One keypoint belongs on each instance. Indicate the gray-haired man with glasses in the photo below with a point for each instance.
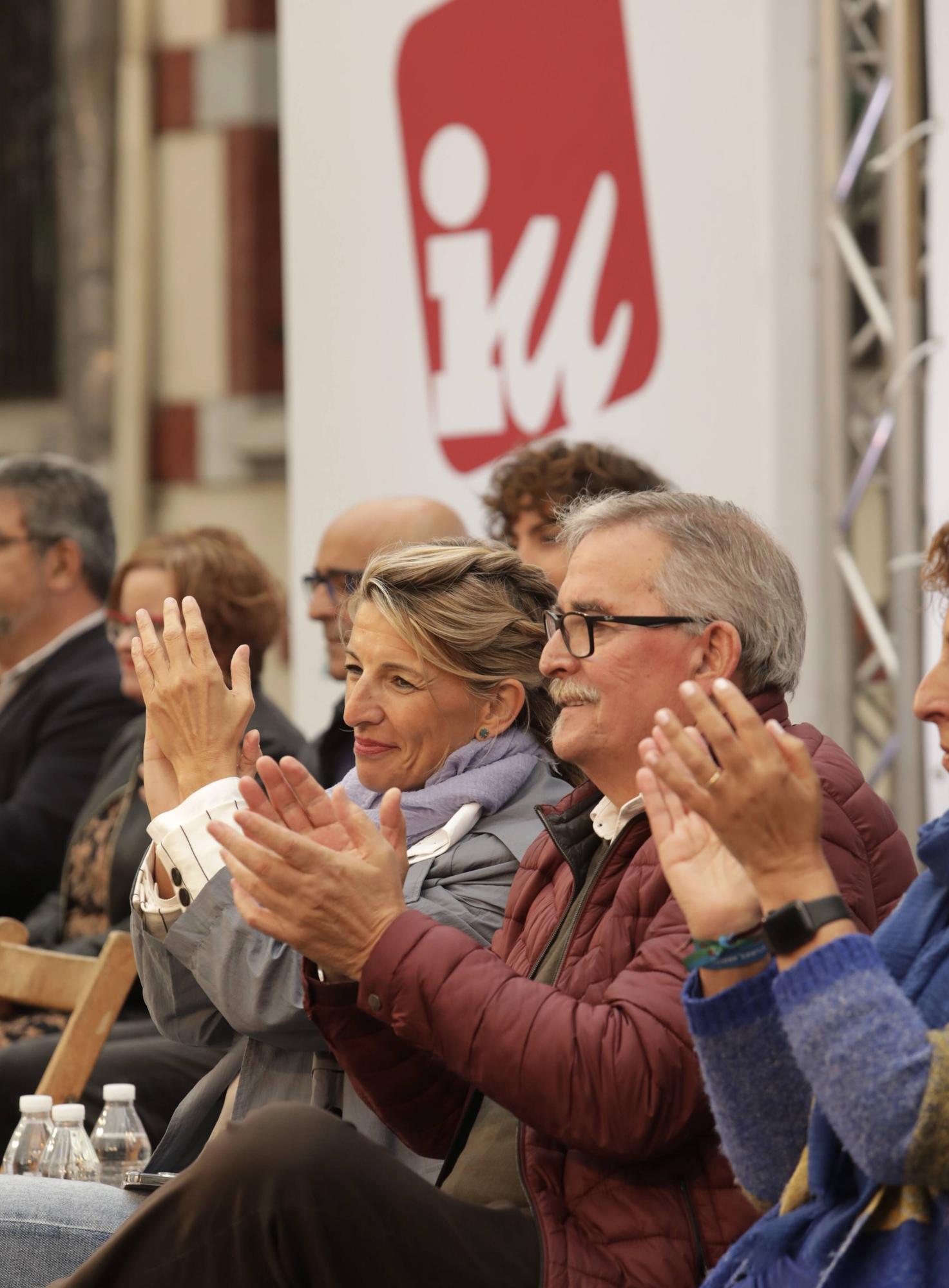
(60, 697)
(345, 551)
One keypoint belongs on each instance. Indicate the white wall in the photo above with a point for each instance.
(725, 99)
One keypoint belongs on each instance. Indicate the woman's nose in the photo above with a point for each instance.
(360, 706)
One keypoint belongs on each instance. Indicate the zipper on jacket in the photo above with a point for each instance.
(521, 1150)
(476, 1098)
(702, 1265)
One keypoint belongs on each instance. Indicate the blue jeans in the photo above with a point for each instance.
(50, 1228)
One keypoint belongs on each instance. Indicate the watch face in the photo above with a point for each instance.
(789, 928)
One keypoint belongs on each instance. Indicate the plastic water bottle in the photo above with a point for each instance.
(25, 1151)
(69, 1155)
(119, 1138)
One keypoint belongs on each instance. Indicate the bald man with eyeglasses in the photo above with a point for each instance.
(343, 553)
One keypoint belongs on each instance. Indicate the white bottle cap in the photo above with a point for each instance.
(69, 1113)
(35, 1104)
(124, 1092)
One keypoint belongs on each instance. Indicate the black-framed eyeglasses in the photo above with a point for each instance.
(577, 629)
(340, 583)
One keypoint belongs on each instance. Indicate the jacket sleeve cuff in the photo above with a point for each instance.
(383, 963)
(337, 994)
(733, 1008)
(824, 968)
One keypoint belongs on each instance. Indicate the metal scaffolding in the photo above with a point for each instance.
(873, 133)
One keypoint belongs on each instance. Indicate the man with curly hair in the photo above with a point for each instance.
(526, 489)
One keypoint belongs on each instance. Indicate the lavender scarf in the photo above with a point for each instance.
(481, 773)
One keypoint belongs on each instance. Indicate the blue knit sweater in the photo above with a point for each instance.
(829, 1085)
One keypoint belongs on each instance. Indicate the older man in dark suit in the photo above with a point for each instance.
(60, 697)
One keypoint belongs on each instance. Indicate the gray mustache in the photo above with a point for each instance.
(568, 691)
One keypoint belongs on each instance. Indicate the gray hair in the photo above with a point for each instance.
(61, 499)
(722, 566)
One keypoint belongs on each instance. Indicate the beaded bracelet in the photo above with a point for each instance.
(727, 952)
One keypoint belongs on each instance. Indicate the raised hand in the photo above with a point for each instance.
(294, 799)
(332, 905)
(709, 886)
(195, 719)
(162, 791)
(760, 794)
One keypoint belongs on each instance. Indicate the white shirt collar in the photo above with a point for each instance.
(29, 664)
(609, 820)
(458, 826)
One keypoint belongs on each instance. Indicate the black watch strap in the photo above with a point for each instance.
(796, 924)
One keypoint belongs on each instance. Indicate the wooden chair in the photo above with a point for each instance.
(91, 989)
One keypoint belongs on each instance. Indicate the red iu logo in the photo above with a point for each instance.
(530, 225)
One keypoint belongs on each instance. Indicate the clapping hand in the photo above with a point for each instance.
(195, 723)
(708, 883)
(293, 798)
(760, 794)
(329, 902)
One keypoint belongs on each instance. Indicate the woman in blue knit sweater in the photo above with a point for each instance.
(827, 1061)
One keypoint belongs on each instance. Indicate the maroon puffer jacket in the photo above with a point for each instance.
(617, 1148)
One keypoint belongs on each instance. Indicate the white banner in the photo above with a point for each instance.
(512, 218)
(936, 453)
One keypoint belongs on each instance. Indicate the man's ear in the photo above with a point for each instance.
(64, 565)
(503, 708)
(720, 655)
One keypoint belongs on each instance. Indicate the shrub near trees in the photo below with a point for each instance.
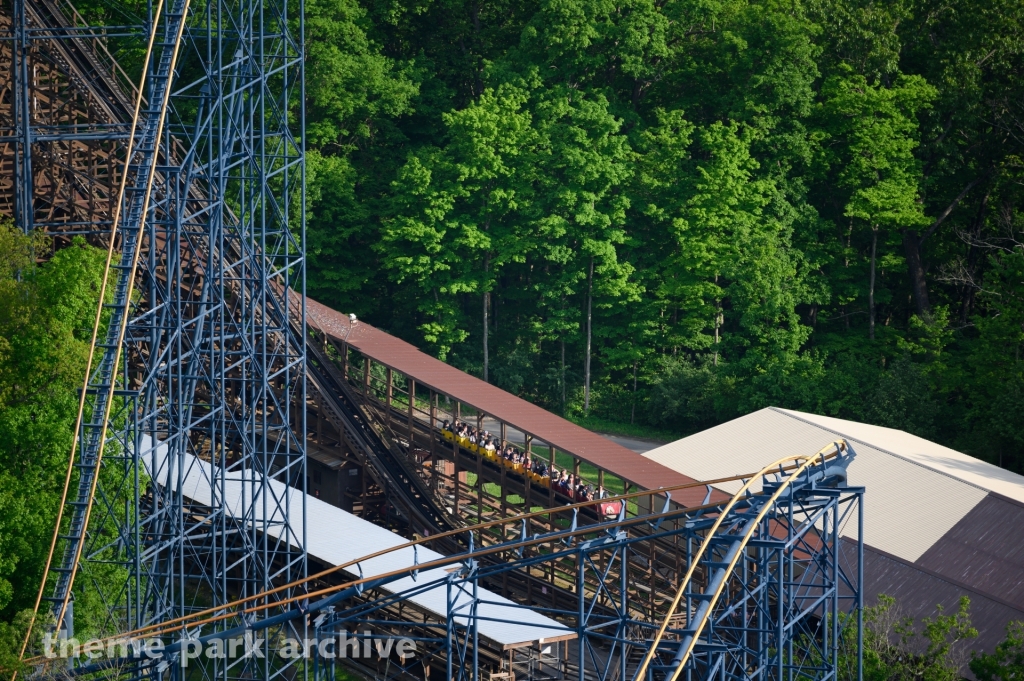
(676, 212)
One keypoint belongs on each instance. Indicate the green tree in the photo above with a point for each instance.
(876, 132)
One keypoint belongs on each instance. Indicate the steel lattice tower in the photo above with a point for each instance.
(201, 350)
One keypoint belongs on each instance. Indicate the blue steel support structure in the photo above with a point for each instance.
(202, 194)
(785, 559)
(788, 609)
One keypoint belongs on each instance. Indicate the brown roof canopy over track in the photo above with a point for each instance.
(518, 413)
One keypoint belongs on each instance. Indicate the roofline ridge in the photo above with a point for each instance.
(787, 413)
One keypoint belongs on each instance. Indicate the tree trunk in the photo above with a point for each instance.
(911, 245)
(486, 300)
(563, 376)
(870, 284)
(586, 359)
(633, 409)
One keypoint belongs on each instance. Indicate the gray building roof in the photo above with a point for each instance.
(937, 522)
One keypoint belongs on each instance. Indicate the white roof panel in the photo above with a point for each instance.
(336, 537)
(907, 506)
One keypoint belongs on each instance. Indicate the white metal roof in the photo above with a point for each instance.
(336, 537)
(926, 453)
(913, 494)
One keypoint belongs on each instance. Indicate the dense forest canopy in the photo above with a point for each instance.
(676, 212)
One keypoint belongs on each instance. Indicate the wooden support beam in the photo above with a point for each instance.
(387, 395)
(366, 379)
(433, 439)
(412, 402)
(456, 486)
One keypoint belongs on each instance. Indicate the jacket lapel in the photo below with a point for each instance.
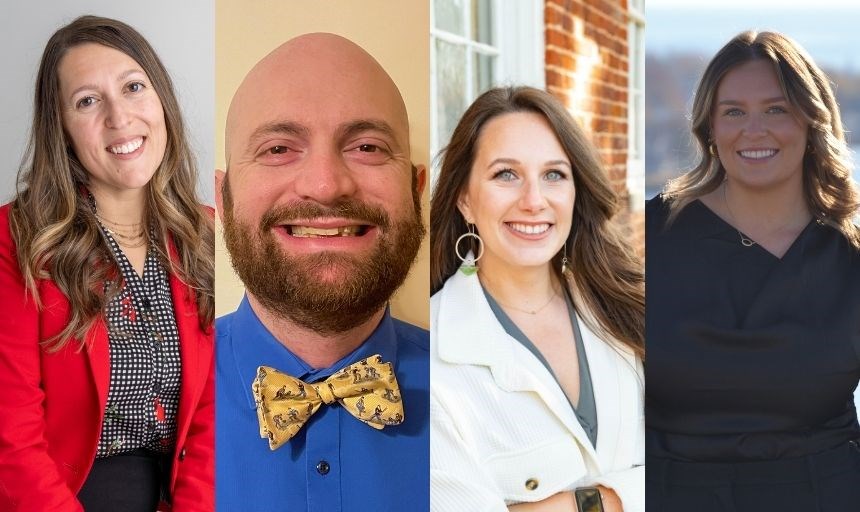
(469, 333)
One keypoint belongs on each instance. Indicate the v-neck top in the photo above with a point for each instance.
(750, 356)
(586, 410)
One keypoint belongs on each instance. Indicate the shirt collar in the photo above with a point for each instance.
----------
Prompt: An exact transcription of all the entries is required, without the pictures.

Solution to the exercise:
One keypoint belongs on each instance. Indicate the gray-haired man with glasses in the photo below with a point for each instance.
(60, 697)
(345, 551)
One keypoint belongs on each instance. Indicate the white wall in the photo above with a point for each instance.
(725, 99)
One keypoint belongs on each instance. Indicate the woman's nose in the photo above with a point for each instance.
(360, 706)
One keypoint belongs on each instance. Indicate the zipper on jacket in the photo above with a point for each instance.
(521, 1150)
(476, 1098)
(702, 1265)
One keypoint belongs on each instance. Indicate the blue jeans in the photo above with a point for each instance.
(50, 1228)
One keypoint belongs on each instance. Indicate the watch face in the photo above with a point for each instance.
(789, 928)
One keypoint belongs on each instance. Indicate the plastic water bottle in the photo above with a point for each instance.
(25, 1151)
(69, 1155)
(119, 1138)
One keypoint belongs on each instance. Indicate the bald man with eyeglasses in the photo above with a point for each instance.
(343, 553)
One keypoint belongs on each instance. Indicate the white bottle cap in the photo above with a point for each instance.
(69, 1113)
(35, 1104)
(124, 1092)
One keypoint belongs on each instance. Indicate the black-framed eyeglasses in the photo above with a point for each instance.
(577, 629)
(340, 583)
One keypoint belongs on each instance. Indicate the jacket sleeve cuff in the photo above with a point for each instance.
(383, 963)
(337, 994)
(733, 1008)
(824, 968)
One keypoint belongs on each instance. Indicate the metal scaffolding in the photo above with a point for each instance.
(873, 133)
One keypoint belongs on each instance. Indicate the man with curly hair in the photo above with a point for each instance.
(526, 489)
One keypoint belongs on each instance. Indicate the lavender scarf in the photo above with a point for each instance.
(481, 773)
One keypoint belongs on each instance. Indicate the blue knit sweater in the photo above with a point for each instance.
(829, 1085)
One keypoint belongs on each instance. Indicate the older man in dark suit in the photo above with a point for each instance.
(60, 697)
One keypoint belongs on each instance. Indicate the gray mustache in the photo above with a point for each instance.
(568, 691)
One keypoint belongs on each instance. Indicate the gray hair in the photo above with a point for each instance.
(61, 499)
(722, 566)
One keypoint belongs on each instance. Indicate the beaded bracelet in the photo above with a point for each instance.
(727, 952)
One keypoint belongs on each instance. Indicate the raised hand in the photo above with a point for each instance.
(294, 799)
(332, 905)
(709, 886)
(195, 719)
(162, 791)
(760, 794)
One keypoint belongs on each instance. Indicate the white shirt collar in the photo above with a point for each instance.
(29, 664)
(609, 820)
(458, 826)
One keypoint belongs on each instance. Indicate the black watch strap in the photo above with a point for each instance.
(796, 924)
One keypoint belongs on each instance. Indicate the wooden chair in the photo above with a point for each instance.
(91, 989)
One keypoint belongs on each instance. Indicate the red iu logo in the photo above with a point for each instance.
(530, 225)
One keypoint belongs on each instance. Indicate the clapping hand in the photo above with a point for each instance.
(195, 723)
(708, 883)
(293, 798)
(760, 794)
(329, 902)
One keypoint belongs on each instance. Indicate the woman in blue knit sweater in the photo above with a point for each instance.
(827, 1061)
One keypoint belongs on each instance. Indicate the maroon puffer jacket in the photo above with a point for each instance.
(617, 1148)
One keypoint belongs on each instance. Indicate the white banner in the photo above with a point for each instance.
(512, 218)
(936, 453)
One keypoint belongs on each instance. Indicate the man's ear in the photo above with a point for each instance.
(64, 565)
(503, 708)
(720, 655)
One keypoint belongs on each instance. Indicate the shrub near trees in the photo below with a point for each instance.
(676, 212)
One keypoint belongs on each instance. Indicate the green tree in the photo above with a point for each instance.
(876, 132)
One keypoint belongs on each instance. Indicate the steel lattice tower in the photo above with a point for each instance.
(201, 350)
One keypoint belongs on each instance. Indicate the blue steel support structure in the photo above with a point for each instance.
(202, 194)
(785, 559)
(788, 609)
One keypoint belongs on each instance. Indicate the brown roof canopy over track in the photo above with a point for each instance.
(518, 413)
One keypoint belongs on each instance. Indicate the roofline ridge in the photo above with a point for each instance.
(787, 413)
One keypoint belongs on each instance. Indicate the tree trunk in the photo above with a point for each instance.
(911, 245)
(486, 300)
(563, 376)
(870, 284)
(586, 359)
(633, 409)
One keypoint belongs on each instance. Indicate the gray building roof in the photo above with a point for each instance.
(937, 522)
One keypoint belongs on each instance. Indicate the white roof panel in the photo above with a point for each instance.
(336, 537)
(907, 506)
One keypoint belongs on each instance. Indicate the white metal roof in the photo above with a point for each instance.
(336, 537)
(926, 453)
(913, 494)
One keypoint belongs on each instance. Indicate the dense forest canopy in the photo above with a point for each instance.
(676, 212)
One keypoint belongs on each instance. Indicate the wooden support beam in the photo above with a point for each instance.
(387, 395)
(366, 379)
(433, 439)
(412, 402)
(456, 486)
One keypoint belongs on each instance. Indicate the jacket lapel in the photo below with a point for each instance.
(469, 333)
One keypoint belongs on each instance. Indicate the v-neck top in the photo above with a point for each instance.
(750, 356)
(586, 410)
One keypoint belongs on each instance. Indicate the shirt collar in the photo above with a point for each instance.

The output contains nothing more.